Given data –
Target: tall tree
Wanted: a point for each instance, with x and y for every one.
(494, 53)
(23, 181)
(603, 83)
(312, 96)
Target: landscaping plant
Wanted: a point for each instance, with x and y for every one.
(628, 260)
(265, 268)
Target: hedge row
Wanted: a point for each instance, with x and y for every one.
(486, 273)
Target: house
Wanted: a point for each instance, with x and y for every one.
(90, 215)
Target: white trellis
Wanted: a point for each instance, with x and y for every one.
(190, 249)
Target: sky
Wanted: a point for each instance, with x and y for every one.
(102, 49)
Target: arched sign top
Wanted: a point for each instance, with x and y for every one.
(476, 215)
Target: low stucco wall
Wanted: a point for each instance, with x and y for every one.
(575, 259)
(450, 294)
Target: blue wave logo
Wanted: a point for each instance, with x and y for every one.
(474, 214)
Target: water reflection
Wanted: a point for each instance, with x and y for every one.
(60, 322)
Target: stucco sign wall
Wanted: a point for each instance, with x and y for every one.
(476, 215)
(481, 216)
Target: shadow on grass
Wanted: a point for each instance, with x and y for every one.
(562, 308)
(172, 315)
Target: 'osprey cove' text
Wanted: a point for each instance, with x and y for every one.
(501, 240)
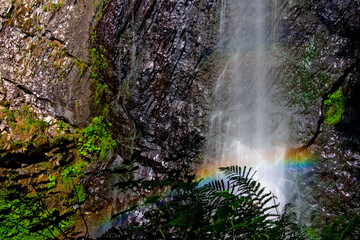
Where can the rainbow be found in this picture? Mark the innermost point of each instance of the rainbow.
(293, 160)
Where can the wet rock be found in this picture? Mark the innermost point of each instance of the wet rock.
(5, 7)
(40, 43)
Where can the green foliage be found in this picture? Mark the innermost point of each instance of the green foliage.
(335, 105)
(232, 208)
(24, 213)
(97, 139)
(100, 5)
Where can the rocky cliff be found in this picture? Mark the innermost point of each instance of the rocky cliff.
(146, 71)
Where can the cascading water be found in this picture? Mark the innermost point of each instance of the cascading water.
(247, 128)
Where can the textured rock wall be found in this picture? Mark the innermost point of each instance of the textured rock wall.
(159, 50)
(40, 42)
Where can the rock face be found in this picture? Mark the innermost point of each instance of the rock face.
(158, 50)
(40, 43)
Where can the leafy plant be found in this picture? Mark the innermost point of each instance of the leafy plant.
(97, 140)
(335, 105)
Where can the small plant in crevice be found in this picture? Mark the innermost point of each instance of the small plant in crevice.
(335, 105)
(26, 213)
(96, 140)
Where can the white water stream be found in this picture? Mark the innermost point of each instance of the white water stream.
(246, 128)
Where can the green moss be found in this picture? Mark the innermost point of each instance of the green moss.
(335, 105)
(96, 140)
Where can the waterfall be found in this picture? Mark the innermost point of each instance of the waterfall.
(246, 127)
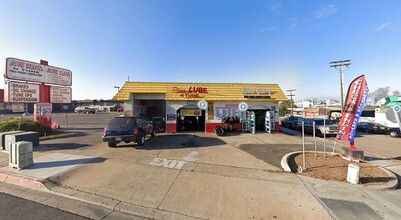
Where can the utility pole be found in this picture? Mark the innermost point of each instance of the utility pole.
(338, 65)
(291, 95)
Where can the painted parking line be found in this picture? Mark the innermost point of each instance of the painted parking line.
(174, 164)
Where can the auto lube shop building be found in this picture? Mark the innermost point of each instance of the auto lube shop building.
(202, 106)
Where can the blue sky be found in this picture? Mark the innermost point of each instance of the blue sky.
(286, 42)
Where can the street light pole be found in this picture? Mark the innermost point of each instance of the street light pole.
(338, 65)
(291, 95)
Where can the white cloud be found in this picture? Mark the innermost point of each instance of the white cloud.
(383, 26)
(325, 11)
(275, 8)
(294, 23)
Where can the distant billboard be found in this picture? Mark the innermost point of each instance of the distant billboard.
(35, 72)
(60, 94)
(17, 92)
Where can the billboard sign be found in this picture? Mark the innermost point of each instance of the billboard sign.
(354, 104)
(34, 72)
(22, 93)
(18, 107)
(60, 94)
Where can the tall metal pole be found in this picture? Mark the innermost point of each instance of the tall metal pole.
(338, 65)
(342, 90)
(291, 95)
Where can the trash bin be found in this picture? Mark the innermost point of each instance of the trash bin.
(353, 173)
(21, 155)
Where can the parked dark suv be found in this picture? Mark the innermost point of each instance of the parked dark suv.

The task – What lines in the entries above include the string "stucco"? Return each one.

Exercise solution –
Target: low stucco wall
Target: stucco sign wall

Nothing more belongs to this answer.